*WHAT THE TASK ASKS*
Below are the records; copy each line in which "jersey" can be found.

*DATASET*
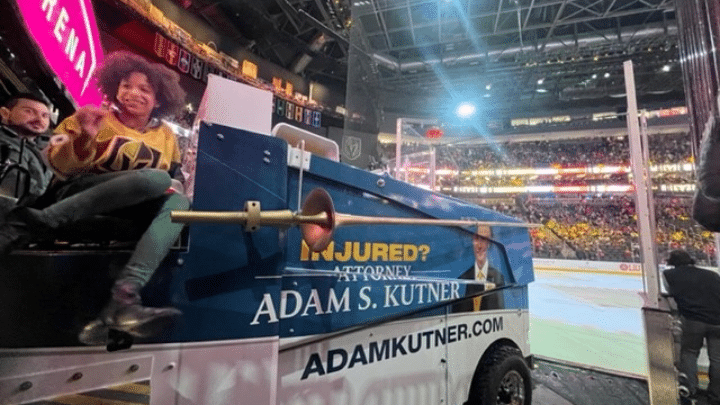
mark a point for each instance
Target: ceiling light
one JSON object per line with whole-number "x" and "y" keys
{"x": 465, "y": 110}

...

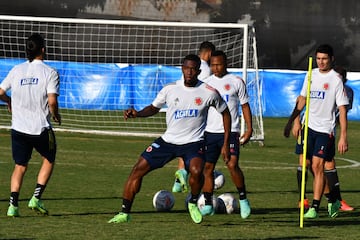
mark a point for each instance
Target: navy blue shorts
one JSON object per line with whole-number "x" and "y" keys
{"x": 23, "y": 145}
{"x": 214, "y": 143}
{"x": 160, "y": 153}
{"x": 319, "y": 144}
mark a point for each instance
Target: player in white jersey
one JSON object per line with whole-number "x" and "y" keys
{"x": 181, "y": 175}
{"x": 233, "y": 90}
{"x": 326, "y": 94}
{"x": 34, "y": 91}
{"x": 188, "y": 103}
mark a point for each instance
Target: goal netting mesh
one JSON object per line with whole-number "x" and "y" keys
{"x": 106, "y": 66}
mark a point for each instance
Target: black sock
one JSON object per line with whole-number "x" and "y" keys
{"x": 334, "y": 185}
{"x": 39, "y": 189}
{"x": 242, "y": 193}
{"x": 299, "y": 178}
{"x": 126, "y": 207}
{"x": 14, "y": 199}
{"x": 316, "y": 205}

==

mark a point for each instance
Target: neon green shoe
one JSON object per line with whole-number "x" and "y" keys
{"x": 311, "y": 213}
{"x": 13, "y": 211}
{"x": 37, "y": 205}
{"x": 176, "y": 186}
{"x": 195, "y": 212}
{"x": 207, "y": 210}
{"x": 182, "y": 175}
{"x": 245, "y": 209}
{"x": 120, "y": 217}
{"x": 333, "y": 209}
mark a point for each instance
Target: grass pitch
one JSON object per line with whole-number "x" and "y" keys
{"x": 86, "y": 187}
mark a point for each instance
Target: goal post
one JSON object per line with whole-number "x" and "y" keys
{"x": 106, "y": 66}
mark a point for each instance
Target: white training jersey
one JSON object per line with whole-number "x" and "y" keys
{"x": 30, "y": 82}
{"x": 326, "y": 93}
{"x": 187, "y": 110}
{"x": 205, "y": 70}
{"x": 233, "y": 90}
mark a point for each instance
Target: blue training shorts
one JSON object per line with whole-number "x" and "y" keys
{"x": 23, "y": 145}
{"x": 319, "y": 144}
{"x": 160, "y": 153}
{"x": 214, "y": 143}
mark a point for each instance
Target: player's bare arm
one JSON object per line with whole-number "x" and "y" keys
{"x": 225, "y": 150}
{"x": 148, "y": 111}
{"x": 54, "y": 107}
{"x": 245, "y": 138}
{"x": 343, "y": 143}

*SOLUTION TO THIS PROBLEM*
Target: player in white jersey
Target: white training jersey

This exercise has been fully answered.